▸ Task statement
Print the data once more, exactly as supplied.

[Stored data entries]
- Opening Delimiter -

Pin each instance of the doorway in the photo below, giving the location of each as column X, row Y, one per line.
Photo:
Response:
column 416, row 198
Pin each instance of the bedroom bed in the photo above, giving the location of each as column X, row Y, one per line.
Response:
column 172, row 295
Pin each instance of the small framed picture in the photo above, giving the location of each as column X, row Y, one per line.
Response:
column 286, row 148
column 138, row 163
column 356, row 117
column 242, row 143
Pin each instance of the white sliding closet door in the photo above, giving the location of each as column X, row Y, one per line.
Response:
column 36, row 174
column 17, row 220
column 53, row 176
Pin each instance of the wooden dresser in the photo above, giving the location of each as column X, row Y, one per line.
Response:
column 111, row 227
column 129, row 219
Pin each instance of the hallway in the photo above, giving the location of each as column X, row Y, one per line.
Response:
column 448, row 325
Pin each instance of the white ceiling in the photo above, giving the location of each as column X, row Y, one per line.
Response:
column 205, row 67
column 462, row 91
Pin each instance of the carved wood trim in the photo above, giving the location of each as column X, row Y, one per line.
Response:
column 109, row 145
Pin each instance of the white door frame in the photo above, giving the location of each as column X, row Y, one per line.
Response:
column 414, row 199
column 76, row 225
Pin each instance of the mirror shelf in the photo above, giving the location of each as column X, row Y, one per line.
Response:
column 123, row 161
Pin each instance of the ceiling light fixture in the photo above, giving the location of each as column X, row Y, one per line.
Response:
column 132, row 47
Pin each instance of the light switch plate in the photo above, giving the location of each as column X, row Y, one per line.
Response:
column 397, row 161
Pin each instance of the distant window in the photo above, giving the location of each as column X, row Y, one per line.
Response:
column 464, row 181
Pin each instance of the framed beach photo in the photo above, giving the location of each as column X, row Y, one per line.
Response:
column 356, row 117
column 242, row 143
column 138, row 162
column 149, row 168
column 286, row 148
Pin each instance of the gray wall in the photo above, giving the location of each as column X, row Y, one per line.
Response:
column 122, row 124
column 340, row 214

- Closing Delimiter -

▸ Written answer
Pin each instance of the doorway in the photo below, giving the location of each as column X, row Y, one per line.
Photo:
Response:
column 416, row 198
Pin each instance of the bedroom bed in the photo above, giving the location of each as column X, row Y, one per line.
Response:
column 172, row 295
Pin each instance of the small framed picture in the photo above, giving the location of each as column X, row Y, one per line.
Response:
column 286, row 148
column 138, row 163
column 356, row 117
column 242, row 143
Pin each instance of the white sliding closet door in the photo above, giving the location of each as column X, row Y, one per line.
Response:
column 36, row 174
column 17, row 220
column 53, row 176
Pin each instance of the wooden dresser in the photo above, giving the location of each as column X, row Y, one per line.
Response:
column 111, row 227
column 129, row 219
Pin each instance of the hallway in the photo above, giving the location of each as column X, row Y, one per line.
Response:
column 448, row 325
Pin each instance of the white ceiling in the photo above, giving the location of each as column X, row Y, one per line.
Response:
column 205, row 67
column 462, row 91
Pin each instance of the carved wood trim in the photo above, giving the location of each as column X, row Y, one per line.
Response:
column 109, row 145
Pin each instance of the white door frame in the photo above, giving the location of each as column X, row Y, one per line.
Response:
column 414, row 199
column 76, row 225
Pin each instance of the mirror shelf in the photo above, giving the location of each as column X, row Y, one per line.
Response:
column 123, row 161
Pin each instance of the ceiling light fixture in the photo above, giving the location of each as column X, row Y, one per line.
Response:
column 132, row 47
Pin each instance of the light switch plate in the photo above, giving the location of each as column X, row Y, one per line.
Response:
column 397, row 161
Pin each instance of the distant window in the photo above, giving the location of each as column X, row Y, one per line.
Response:
column 464, row 181
Pin each instance of the framed beach photo in the photo above, giving the location of each as column X, row Y, one per line.
Response:
column 356, row 117
column 242, row 143
column 138, row 162
column 149, row 168
column 286, row 148
Pin each instance of the gray wall in the photo above, giving the location of each as column X, row Y, one per line.
Response:
column 122, row 124
column 340, row 214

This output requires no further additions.